**Goal of the exercise:** Update the entries below by changing each "photograph" to "image" and keeping everything else the same. Leave the pictures out of your answer.

[Source data]

——

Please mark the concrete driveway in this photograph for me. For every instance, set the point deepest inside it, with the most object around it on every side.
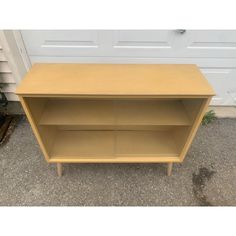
(206, 177)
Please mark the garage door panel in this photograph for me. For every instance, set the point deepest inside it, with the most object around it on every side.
(223, 81)
(214, 51)
(61, 42)
(171, 43)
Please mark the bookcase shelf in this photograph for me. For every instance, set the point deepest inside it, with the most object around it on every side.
(114, 113)
(95, 146)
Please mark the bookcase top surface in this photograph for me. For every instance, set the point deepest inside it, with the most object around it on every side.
(114, 79)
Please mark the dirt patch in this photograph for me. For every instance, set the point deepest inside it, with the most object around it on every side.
(199, 182)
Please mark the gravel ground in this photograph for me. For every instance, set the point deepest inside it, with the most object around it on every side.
(206, 177)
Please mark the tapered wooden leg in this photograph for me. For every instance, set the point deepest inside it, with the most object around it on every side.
(169, 168)
(59, 169)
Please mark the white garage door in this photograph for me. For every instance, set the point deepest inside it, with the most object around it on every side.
(214, 51)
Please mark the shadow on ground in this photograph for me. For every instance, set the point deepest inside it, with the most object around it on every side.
(206, 177)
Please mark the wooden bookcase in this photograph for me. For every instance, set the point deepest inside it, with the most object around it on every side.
(103, 113)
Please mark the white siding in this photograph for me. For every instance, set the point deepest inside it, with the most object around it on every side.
(6, 77)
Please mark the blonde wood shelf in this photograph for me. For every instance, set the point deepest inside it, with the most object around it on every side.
(100, 113)
(114, 112)
(95, 146)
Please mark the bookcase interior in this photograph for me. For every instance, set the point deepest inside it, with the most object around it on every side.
(113, 130)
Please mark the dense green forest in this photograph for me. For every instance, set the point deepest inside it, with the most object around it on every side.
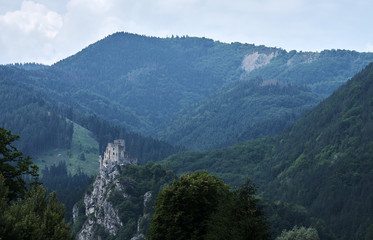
(134, 212)
(146, 83)
(46, 124)
(247, 109)
(27, 113)
(322, 162)
(201, 94)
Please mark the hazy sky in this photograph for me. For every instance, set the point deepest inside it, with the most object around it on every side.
(46, 31)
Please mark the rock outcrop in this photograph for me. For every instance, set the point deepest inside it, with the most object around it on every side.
(98, 209)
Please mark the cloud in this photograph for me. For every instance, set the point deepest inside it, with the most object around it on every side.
(33, 17)
(50, 30)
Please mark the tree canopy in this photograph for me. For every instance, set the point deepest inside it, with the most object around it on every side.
(14, 166)
(201, 206)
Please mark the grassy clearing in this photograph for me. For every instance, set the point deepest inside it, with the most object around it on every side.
(83, 154)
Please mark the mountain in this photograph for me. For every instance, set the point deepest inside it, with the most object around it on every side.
(323, 162)
(246, 109)
(119, 203)
(52, 132)
(142, 83)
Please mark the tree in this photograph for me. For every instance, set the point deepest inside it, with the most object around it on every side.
(299, 233)
(241, 217)
(13, 166)
(369, 233)
(37, 216)
(201, 206)
(183, 209)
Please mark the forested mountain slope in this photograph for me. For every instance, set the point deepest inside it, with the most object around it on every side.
(324, 161)
(48, 127)
(142, 82)
(247, 109)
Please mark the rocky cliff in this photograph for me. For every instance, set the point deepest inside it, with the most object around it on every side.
(119, 202)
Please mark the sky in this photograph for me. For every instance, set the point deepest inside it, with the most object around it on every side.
(46, 31)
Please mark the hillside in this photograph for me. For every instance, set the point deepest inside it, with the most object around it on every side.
(142, 83)
(323, 161)
(52, 132)
(244, 110)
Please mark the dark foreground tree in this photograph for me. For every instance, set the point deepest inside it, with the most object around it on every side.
(201, 206)
(14, 167)
(240, 217)
(37, 216)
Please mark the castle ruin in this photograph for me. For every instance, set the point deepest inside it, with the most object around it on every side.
(116, 153)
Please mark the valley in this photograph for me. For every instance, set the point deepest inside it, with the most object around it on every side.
(298, 124)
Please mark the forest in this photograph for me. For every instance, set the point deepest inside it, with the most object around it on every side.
(299, 125)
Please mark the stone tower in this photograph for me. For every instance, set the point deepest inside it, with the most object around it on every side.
(116, 153)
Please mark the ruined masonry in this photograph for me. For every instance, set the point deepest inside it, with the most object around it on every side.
(116, 154)
(98, 209)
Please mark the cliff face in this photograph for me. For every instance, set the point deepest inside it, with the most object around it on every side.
(119, 202)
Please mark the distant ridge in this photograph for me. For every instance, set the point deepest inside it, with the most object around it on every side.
(324, 161)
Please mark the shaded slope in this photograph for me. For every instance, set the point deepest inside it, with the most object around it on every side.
(47, 126)
(244, 110)
(323, 162)
(142, 82)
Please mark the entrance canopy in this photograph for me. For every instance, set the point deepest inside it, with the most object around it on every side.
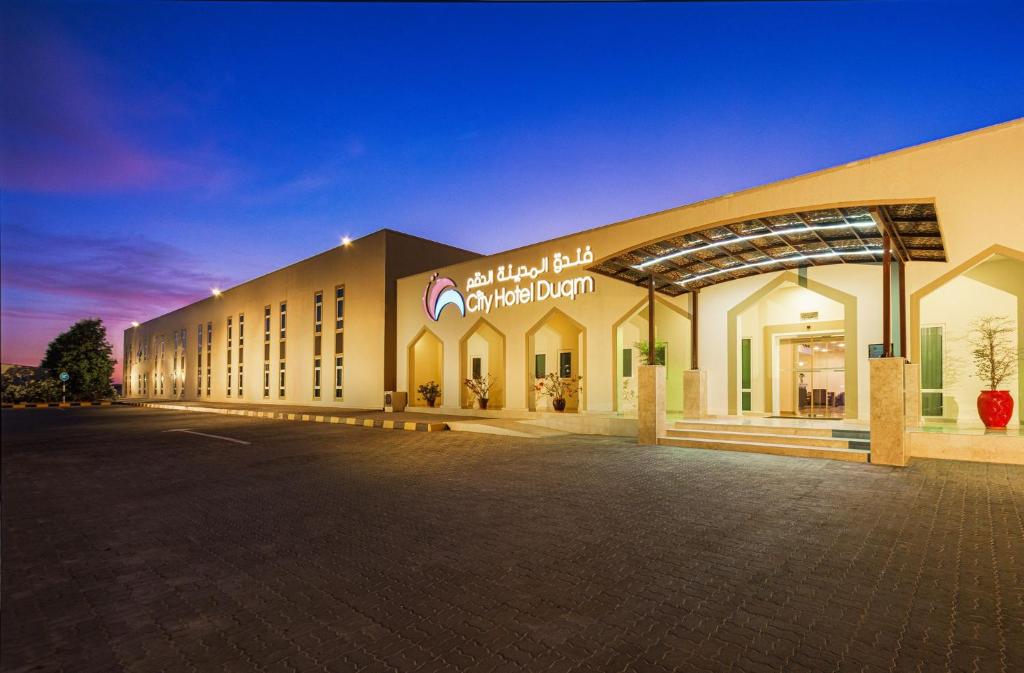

——

**Full output:**
Please mark the concrete driveway in this image for me. For every instance, set the point deepest inside it, with the most object around it on every side.
(206, 177)
Please mark the garage door panel in this image for me. For every instance, set the point deepest inside it, with the most object around it on every side.
(223, 81)
(214, 51)
(61, 42)
(171, 43)
Please mark the bookcase shelf in this image for me. For every instance, set the point deepest inside it, with the most object around it on every side.
(114, 113)
(95, 146)
Please mark the bookcase top surface in this image for me. For every instance, set the point deepest inside it, with the most object around it on every side.
(114, 79)
Please mark the dirt patch in this image for me. For every instance, set the point deepest inside it, with the most object around it on every side.
(199, 182)
Please mark the gravel ground in this image for me. For every instance, set the point deepest inside it, with the most object around it on every side.
(206, 177)
Please mark the tapered wooden leg in this image for me. For every instance, set the point deepest inside it, with the most object around it on every side.
(169, 168)
(59, 169)
Please mark the white garage door in this image for me. For every instance, set the point deepest inside it, with the most object around it on every side.
(214, 51)
Please mark the shadow on ground in this image for me. For every instance, set the point deepest inside it, with the most object around it on every side.
(206, 177)
Please mark the wooden bookcase in this image for me. For every instance, set the point deepest inside it, with the most object around it on every side.
(103, 113)
Please mark the white siding in this image for me. For every instance, set the point deepest inside it, with the most object around it on every side.
(6, 77)
Please mark the blonde wood shelf in this image for me. For every instance, set the point deepest inside it, with the most object around it on every side.
(100, 113)
(114, 112)
(95, 146)
Please mark the bookcase interior in this image for me. For every instance, set the point deepest inside it, with the most object around it on every side.
(113, 130)
Please mark the dense green forest in this image for me. For every instance, set the point deepest inside it, with the most object around it on every side.
(134, 212)
(146, 83)
(46, 124)
(247, 109)
(27, 113)
(322, 162)
(201, 94)
Please mark the hazy sky in this image for me. For every instance, set the point deepest inside it, with the most object around it on every side.
(46, 31)
Please mark the rock outcrop in this image for me. For every instance, set the point deepest inside it, with the most object around it on every side.
(98, 209)
Please mark the cloud in this image for me. For every instance, set the point deepest inside it, with the most object around it on every side.
(33, 17)
(50, 30)
Please mark the tree canopy in this image for me. For every instance, set the point deepest inside it, with the most object around it on every side.
(14, 166)
(201, 206)
Please mark the grassy clearing in this image for me. For every instance, set the point deepest inside it, with the most object around it on every side.
(83, 154)
Please mark the mountain in this image for me. For every instance, set the point deepest inside it, with the most object around it on every side.
(323, 162)
(246, 109)
(119, 203)
(52, 132)
(142, 83)
Please mark the tree in this image for me. For every instance, set the point deepest inside it, with the most object around it on every side.
(299, 233)
(241, 217)
(13, 166)
(369, 233)
(37, 216)
(201, 206)
(183, 209)
Please mark the forested mountain slope in this image for me. For every instance, set the point deepest inside it, with the most object around it on every side.
(324, 161)
(48, 127)
(142, 82)
(247, 109)
Please mark the rocky cliff in this image for me. For every instance, set the point deepest inside it, with the most object around it on every side.
(119, 202)
Please mark the sky in this image for me. For every instance, set the point deepest inside it, with the most object around it on every side.
(46, 31)
Please mark the hillside in this image for me. For every instance, set the point deepest inside it, with the most object around it on every side.
(142, 83)
(323, 161)
(52, 132)
(244, 110)
Please mark the dark foreground tree in this image for me. For every instance, set the point deepest inside it, with the most object around it on every side.
(201, 206)
(14, 167)
(240, 217)
(37, 216)
Please mark the castle ruin in this image for me. For every instance, set the point deepest inside it, with the most object around it on every side.
(116, 153)
Please mark the valley in this image for me. For every instance, set the point deepest inside it, with the most object around it on every side.
(298, 124)
Please mark the forest in this image for me. For every instance, set the point deepest inside it, with the most object around it on every side.
(299, 125)
Please mark the stone tower in this image for me. For every instance, set the point deepest inside it, with the most object around it on every side.
(116, 153)
Please mark the ruined masonry in this image for me. For every instance, set the point deepest inside it, with the most object around it on every side.
(116, 154)
(98, 209)
Please mark the cliff face in this image for me. For every instance, set the point deepest inside it, with the most object around it on every side.
(119, 202)
Please mark the distant ridge in this image for me. For every instance, set the point deepest inside it, with the most object around it on every side.
(324, 161)
Please mark the shaded slope in this image for me. For every instance, set the point deepest inside it, with the most object around it on every side.
(47, 126)
(244, 110)
(323, 162)
(142, 82)
Please mark the entrance canopy in this image for me. For every instance, set the point deepest inside it, with the most object around it on every side.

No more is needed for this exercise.